• _Teks Bacaan_
Ma’rifat adalah
“mengerti dan mengenal”. Mengerti belum tentu mengenal, tapi kalau
mengenal sudah pasti mengerti. Jadi ma’rifat di sini adalah mengenal Allah Swt.,
seperti halnya kita mengetahui sifat-sifatNya, baik yang wajib, mustahil dan
jaiz. Tapi pengenalan itu baru pondasi. Untuk mengenal lebih jauh kita harus
sering-sering mendekati Allah Swt. agar Allah juga mendekat dengan kita.
Makhluk Allah
banyak yang mengerti tapi tidak mengenal Allah. Dengan ilmu ma’rifat ini, kita
belajar mengenal Allah dan Allah pun akan mengenali kita. Tapi tidak semudah
yang kita bayangkan, diperlukan ritual-ritual khusus untuk bisa lebih dekat
dengan Allah dan agar kita juga tidak lalai dengan Allah.
Bila dalam
mengenal Allah kita sudah dapat saling mengenal, berarti kita sudah semakin
dekat dengan Allah. Tapi pasti pengenalan seseorang dengan Allah berbeda-beda,
tergantung dengan tahapan-tahapannya. Itulah pentingnya wirid untuk mencapai
tingkatan kema’rifatan yang tinggi.

• _Soal Latihan A_
Saring entri dan salin setiap baris yang memuat string "number". Huruf besar dan kecil dibedakan.
Teks di atas dan entri sesudahnya diambil dari sumber yang berbeda.

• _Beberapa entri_
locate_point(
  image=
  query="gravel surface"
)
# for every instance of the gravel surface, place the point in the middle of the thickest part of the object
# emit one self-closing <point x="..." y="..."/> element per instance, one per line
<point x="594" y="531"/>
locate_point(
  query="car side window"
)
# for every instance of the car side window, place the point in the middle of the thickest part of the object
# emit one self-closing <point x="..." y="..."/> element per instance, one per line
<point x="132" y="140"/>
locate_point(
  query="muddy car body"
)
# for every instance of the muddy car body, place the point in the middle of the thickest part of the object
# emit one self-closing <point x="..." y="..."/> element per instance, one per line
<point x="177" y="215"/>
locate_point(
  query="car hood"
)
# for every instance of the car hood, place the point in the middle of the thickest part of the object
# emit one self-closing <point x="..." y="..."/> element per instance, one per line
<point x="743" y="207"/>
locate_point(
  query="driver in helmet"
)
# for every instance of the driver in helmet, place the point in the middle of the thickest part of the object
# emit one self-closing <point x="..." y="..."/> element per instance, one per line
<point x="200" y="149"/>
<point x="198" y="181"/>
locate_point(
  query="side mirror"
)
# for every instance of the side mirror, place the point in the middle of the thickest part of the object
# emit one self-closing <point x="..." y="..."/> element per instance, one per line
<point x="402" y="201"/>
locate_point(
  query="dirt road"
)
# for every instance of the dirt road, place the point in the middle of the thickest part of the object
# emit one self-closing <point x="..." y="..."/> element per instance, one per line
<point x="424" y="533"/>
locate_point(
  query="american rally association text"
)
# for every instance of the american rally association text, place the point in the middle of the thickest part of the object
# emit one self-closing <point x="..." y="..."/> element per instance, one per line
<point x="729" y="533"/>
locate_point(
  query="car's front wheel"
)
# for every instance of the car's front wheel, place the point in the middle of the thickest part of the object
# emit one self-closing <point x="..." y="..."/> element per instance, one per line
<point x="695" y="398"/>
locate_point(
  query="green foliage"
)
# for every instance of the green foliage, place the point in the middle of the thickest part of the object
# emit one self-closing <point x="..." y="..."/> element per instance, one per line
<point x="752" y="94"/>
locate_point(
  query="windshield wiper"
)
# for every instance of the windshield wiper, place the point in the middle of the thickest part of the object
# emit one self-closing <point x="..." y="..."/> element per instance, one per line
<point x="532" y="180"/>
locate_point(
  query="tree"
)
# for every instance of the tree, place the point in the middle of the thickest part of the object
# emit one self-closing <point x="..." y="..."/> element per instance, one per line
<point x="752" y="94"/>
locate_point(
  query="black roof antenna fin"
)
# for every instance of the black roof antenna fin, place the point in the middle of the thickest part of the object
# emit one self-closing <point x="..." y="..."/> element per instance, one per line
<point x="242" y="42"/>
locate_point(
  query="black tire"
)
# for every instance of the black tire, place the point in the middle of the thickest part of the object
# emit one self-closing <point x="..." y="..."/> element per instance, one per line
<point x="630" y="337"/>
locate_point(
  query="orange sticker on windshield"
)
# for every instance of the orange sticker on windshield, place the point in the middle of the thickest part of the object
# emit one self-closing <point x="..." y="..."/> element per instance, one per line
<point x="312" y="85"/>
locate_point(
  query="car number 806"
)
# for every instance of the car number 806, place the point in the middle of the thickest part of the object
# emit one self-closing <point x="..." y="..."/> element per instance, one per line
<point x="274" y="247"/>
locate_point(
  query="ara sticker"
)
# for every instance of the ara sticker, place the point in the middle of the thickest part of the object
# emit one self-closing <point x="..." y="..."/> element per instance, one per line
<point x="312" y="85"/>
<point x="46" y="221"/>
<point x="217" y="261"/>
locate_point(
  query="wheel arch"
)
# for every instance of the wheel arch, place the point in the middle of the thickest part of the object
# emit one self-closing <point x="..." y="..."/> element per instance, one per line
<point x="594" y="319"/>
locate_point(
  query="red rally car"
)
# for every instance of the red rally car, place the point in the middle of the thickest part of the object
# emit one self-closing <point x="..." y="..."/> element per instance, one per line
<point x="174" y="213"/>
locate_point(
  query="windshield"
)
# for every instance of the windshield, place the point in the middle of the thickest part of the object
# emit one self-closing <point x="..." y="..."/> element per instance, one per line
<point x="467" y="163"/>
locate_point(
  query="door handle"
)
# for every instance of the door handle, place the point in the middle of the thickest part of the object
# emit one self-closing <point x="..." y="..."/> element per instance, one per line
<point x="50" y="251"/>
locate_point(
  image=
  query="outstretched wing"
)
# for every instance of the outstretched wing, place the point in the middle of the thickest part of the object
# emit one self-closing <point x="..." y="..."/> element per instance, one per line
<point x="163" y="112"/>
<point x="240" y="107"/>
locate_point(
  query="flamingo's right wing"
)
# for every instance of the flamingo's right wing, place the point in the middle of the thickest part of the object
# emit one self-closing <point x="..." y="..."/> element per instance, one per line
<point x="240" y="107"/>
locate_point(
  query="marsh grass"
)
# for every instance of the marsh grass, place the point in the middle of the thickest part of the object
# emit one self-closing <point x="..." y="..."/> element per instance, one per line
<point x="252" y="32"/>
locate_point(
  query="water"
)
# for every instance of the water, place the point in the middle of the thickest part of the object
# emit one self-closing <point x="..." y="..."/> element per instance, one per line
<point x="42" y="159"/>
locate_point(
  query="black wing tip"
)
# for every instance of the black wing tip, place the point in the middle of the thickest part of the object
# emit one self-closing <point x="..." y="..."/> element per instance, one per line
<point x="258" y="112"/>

• _Soal Latihan B_
Kutip kembali seluruh teks tentang ma'rifat, kata demi kata, tanpa perubahan.

• _Pembahasan Jawaban A_
  query="car number 806"
# for every instance of the car number 806, place the point in the middle of the thickest part of the object

• _Pembahasan Jawaban B_
Ma’rifat adalah
“mengerti dan mengenal”. Mengerti belum tentu mengenal, tapi kalau
mengenal sudah pasti mengerti. Jadi ma’rifat di sini adalah mengenal Allah Swt.,
seperti halnya kita mengetahui sifat-sifatNya, baik yang wajib, mustahil dan
jaiz. Tapi pengenalan itu baru pondasi. Untuk mengenal lebih jauh kita harus
sering-sering mendekati Allah Swt. agar Allah juga mendekat dengan kita.
Makhluk Allah
banyak yang mengerti tapi tidak mengenal Allah. Dengan ilmu ma’rifat ini, kita
belajar mengenal Allah dan Allah pun akan mengenali kita. Tapi tidak semudah
yang kita bayangkan, diperlukan ritual-ritual khusus untuk bisa lebih dekat
dengan Allah dan agar kita juga tidak lalai dengan Allah.
Bila dalam
mengenal Allah kita sudah dapat saling mengenal, berarti kita sudah semakin
dekat dengan Allah. Tapi pasti pengenalan seseorang dengan Allah berbeda-beda,
tergantung dengan tahapan-tahapannya. Itulah pentingnya wirid untuk mencapai
tingkatan kema’rifatan yang tinggi.